Excerpt provided>
┏━━

I've a notion that the correct strategy lies in going exactly the other way in applying asymmetric force. Less is more. Assassinate known and self-admitted terrorist leaders and those who noisily support them from positions of state or popular power. Those individuals who lead, support and advocate terror only and no others. Do not create civilian casualties to fuel the next round of hate. One of the very first effects will be to concentrate the minds of both sides' leadership - often the very people who are safest from the destruction they create, towards ceasefires, conflict resolution and peace.
Let the terrorists be the only ones to ever mass-kill innocents and even many who support them will change their minds about that support, gradually removing their power base of generational hatred. Back that up with a genuinely universal foreign policy of ethical intervention and aid (hearts and minds) and the effect will be multiplied. Between the two, it would even dampen down, through both positive and negative reinforcement, the process of replacing the terrorist leaders and the leaders who enable them.
The West has the tools - highly trained special forces and intelligence units. No person is safe from a trained and motivated assassin backed by the kind of support technology modern democracies can provide. But don't use bombs and artillery - they just aren't accurate enough, even when "precision" is prefixed to their names by the advertising blurb.
Should this mean threats of reciprocity - killing of the West's leaders and and its own versions of advocates of genocide - then let those threatened people declare "bring it on". Let them too have the courage to face the bullet from afar. (Isn't the dream of the common man to have the two leaders in a conflict fight it out as champions without a multitude of peasants' deaths? This would be as close to it as we are likely to get.)

┗━━

Extracted records
┏━━

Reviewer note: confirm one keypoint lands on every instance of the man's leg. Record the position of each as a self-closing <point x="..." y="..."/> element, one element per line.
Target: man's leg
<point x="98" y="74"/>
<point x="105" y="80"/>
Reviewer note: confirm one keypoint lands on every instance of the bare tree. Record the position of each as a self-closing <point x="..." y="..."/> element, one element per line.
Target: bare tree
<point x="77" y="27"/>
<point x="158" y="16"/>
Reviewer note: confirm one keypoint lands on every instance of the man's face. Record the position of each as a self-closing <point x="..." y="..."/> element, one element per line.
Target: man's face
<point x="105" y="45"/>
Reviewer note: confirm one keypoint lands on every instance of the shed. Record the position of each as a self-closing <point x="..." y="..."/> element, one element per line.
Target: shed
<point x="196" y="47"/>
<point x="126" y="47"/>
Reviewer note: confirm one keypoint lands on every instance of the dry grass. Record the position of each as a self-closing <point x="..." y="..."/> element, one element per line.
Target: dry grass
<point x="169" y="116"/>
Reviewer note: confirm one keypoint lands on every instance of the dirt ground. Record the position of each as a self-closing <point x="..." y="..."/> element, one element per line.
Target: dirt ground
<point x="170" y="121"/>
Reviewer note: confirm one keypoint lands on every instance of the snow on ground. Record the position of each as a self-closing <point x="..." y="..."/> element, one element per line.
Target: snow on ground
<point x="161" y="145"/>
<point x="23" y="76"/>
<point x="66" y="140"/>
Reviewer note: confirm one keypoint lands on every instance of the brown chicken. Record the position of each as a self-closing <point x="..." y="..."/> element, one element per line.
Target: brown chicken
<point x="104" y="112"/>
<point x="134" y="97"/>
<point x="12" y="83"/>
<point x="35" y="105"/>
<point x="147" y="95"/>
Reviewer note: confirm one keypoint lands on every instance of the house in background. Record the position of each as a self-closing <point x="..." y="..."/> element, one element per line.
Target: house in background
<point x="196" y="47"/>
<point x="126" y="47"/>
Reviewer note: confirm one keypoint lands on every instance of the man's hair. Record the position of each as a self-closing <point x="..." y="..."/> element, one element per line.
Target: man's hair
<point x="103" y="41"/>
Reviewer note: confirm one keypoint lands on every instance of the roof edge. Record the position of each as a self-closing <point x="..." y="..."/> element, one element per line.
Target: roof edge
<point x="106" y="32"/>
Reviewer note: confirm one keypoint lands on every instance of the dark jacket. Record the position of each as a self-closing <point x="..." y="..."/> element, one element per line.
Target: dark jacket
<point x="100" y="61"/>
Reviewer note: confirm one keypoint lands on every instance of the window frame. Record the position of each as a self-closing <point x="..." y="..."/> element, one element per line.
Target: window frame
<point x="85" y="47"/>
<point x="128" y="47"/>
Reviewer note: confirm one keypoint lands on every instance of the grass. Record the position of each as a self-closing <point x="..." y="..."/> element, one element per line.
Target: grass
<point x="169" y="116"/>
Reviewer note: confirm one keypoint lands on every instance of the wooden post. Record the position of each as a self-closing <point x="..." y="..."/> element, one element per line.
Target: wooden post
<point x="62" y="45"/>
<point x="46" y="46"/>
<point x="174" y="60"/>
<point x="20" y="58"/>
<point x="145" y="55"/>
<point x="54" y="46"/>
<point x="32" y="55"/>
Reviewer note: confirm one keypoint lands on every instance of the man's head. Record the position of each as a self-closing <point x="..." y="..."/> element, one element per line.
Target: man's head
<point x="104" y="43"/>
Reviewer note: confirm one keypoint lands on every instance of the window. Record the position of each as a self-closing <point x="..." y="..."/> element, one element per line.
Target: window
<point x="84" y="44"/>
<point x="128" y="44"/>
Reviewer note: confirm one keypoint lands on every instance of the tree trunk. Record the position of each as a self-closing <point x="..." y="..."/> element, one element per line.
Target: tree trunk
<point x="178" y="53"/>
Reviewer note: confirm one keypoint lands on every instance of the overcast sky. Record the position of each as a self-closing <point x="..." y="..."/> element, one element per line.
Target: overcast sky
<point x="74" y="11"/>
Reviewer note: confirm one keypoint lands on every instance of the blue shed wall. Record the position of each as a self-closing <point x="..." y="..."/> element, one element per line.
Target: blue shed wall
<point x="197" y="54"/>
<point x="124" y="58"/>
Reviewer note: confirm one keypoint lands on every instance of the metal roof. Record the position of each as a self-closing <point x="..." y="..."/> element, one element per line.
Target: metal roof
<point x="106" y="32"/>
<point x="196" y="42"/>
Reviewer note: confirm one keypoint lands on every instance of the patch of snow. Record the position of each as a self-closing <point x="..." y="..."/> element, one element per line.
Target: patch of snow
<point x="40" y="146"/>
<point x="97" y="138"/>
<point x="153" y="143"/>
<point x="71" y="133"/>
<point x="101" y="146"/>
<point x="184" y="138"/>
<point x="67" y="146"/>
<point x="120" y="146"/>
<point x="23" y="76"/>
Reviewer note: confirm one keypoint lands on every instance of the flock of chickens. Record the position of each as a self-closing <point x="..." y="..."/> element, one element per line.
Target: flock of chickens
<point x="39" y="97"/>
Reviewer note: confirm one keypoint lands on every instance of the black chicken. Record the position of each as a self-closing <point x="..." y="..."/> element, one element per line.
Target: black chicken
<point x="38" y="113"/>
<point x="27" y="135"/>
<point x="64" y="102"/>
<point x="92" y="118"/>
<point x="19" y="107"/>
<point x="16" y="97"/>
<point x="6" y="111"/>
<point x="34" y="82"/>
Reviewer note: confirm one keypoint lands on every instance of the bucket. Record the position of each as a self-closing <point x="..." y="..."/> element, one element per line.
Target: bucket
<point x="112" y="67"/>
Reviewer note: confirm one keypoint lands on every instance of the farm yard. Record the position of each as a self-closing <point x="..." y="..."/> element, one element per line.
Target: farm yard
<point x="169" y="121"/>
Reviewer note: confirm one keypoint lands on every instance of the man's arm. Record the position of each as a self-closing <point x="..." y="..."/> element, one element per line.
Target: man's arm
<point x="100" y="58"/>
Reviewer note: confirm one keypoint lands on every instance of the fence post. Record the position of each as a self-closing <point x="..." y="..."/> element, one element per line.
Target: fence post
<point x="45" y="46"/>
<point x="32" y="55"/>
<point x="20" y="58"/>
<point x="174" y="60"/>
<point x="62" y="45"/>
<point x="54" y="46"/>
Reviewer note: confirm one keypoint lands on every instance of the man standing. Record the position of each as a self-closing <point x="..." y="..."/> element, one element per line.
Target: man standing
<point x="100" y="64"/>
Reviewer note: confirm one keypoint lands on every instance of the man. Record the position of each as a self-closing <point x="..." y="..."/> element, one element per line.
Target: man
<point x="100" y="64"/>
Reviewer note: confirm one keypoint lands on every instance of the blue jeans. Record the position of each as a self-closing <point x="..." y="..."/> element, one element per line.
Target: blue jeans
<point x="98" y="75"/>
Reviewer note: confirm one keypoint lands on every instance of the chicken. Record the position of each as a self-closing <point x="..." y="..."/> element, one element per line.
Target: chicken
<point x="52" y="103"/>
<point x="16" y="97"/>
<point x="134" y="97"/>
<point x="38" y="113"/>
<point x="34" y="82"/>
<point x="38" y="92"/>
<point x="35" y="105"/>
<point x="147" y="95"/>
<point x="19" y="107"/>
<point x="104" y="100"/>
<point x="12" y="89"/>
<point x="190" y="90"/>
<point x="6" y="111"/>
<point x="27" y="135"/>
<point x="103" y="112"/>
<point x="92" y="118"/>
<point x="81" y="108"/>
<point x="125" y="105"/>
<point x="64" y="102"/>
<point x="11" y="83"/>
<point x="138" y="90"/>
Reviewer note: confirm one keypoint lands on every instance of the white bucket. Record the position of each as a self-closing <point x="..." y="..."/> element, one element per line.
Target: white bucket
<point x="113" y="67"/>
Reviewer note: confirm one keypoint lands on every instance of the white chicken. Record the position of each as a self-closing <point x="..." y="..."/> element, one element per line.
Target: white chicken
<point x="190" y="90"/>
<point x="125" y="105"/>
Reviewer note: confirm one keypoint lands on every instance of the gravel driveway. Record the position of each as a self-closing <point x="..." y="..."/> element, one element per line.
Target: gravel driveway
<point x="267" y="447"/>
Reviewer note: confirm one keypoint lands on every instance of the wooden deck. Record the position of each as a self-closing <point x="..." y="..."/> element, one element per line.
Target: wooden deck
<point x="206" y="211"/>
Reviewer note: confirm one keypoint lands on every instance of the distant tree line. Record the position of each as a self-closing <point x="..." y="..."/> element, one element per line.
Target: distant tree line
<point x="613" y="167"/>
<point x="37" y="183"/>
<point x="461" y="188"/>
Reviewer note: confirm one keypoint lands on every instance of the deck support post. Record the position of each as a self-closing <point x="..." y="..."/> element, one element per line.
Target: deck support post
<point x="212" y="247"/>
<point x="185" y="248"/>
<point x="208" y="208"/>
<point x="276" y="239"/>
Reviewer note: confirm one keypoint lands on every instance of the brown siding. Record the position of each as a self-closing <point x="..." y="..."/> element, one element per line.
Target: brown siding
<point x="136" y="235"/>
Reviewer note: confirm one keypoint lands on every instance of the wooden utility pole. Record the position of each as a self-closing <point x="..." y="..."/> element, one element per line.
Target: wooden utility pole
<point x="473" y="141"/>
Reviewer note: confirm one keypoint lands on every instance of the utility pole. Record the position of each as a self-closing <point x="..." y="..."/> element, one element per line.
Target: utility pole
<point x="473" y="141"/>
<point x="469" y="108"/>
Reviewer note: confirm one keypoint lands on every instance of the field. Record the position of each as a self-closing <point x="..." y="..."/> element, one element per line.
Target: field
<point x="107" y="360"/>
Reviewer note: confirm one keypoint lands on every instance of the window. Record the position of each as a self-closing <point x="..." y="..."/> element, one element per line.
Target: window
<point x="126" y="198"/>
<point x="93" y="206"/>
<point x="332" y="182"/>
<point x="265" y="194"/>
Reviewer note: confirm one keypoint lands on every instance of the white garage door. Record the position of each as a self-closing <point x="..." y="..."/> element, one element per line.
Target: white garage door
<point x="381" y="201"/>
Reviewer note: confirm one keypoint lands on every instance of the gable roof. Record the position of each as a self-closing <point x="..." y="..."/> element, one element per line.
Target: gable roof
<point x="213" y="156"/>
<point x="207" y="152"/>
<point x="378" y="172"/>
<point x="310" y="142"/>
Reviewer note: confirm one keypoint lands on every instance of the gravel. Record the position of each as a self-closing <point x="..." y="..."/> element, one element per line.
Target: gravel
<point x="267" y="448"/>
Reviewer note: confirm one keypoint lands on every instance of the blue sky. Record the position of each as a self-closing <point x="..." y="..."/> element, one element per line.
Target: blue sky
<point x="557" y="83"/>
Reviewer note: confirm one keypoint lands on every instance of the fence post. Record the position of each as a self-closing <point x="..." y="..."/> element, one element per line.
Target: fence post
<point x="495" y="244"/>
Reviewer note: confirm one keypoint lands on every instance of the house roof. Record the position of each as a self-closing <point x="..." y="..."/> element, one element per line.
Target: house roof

┗━━

Assigned task A>
Write out the passage of the excerpt on counterterrorism strategy starting at "Let the terrorists" and ending at "the advertising blurb.".
Assigned task B>
According to the excerpt on counterterrorism strategy, what tools does the West have?

Task solution A>
Let the terrorists be the only ones to ever mass-kill innocents and even many who support them will change their minds about that support, gradually removing their power base of generational hatred. Back that up with a genuinely universal foreign policy of ethical intervention and aid (hearts and minds) and the effect will be multiplied. Between the two, it would even dampen down, through both positive and negative reinforcement, the process of replacing the terrorist leaders and the leaders who enable them.
The West has the tools - highly trained special forces and intelligence units. No person is safe from a trained and motivated assassin backed by the kind of support technology modern democracies can provide. But don't use bombs and artillery - they just aren't accurate enough, even when "precision" is prefixed to their names by the advertising blurb.

Task solution B>
Highly trained special forces and intelligence units.